Copy out every line of the data that has the word "each" somewhere in it.

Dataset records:
● ● ●
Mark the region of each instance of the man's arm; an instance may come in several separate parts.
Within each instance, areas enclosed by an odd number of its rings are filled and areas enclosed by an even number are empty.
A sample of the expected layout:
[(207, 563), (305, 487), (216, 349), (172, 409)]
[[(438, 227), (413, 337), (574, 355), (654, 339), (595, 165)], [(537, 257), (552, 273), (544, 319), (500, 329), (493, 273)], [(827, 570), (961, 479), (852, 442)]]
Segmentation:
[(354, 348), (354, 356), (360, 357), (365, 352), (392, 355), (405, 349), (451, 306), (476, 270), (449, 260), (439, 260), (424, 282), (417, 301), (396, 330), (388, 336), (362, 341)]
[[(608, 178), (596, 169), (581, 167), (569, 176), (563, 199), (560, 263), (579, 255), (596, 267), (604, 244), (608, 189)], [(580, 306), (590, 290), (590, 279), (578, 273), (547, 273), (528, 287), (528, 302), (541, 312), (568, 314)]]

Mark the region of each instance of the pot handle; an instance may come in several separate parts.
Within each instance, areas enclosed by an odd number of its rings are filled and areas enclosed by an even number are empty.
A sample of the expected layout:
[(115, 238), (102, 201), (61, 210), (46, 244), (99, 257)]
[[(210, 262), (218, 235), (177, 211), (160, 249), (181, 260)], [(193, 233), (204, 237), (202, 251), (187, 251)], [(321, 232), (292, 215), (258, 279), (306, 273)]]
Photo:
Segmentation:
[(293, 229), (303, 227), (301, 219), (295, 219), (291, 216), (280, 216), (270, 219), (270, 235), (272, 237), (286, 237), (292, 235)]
● ● ●
**Response:**
Mark the region of each instance of the man's arm; an instance may come in several separate parts.
Within each instance, areas enclosed by an odd number of its rings are filled and areas enclosed by an even number are empty.
Mark the region of each instance of the pot handle; an instance may come in several separate parts.
Within each instance, areas enclosed by an odd number of its rings are filled and areas enclosed by an even number are empty.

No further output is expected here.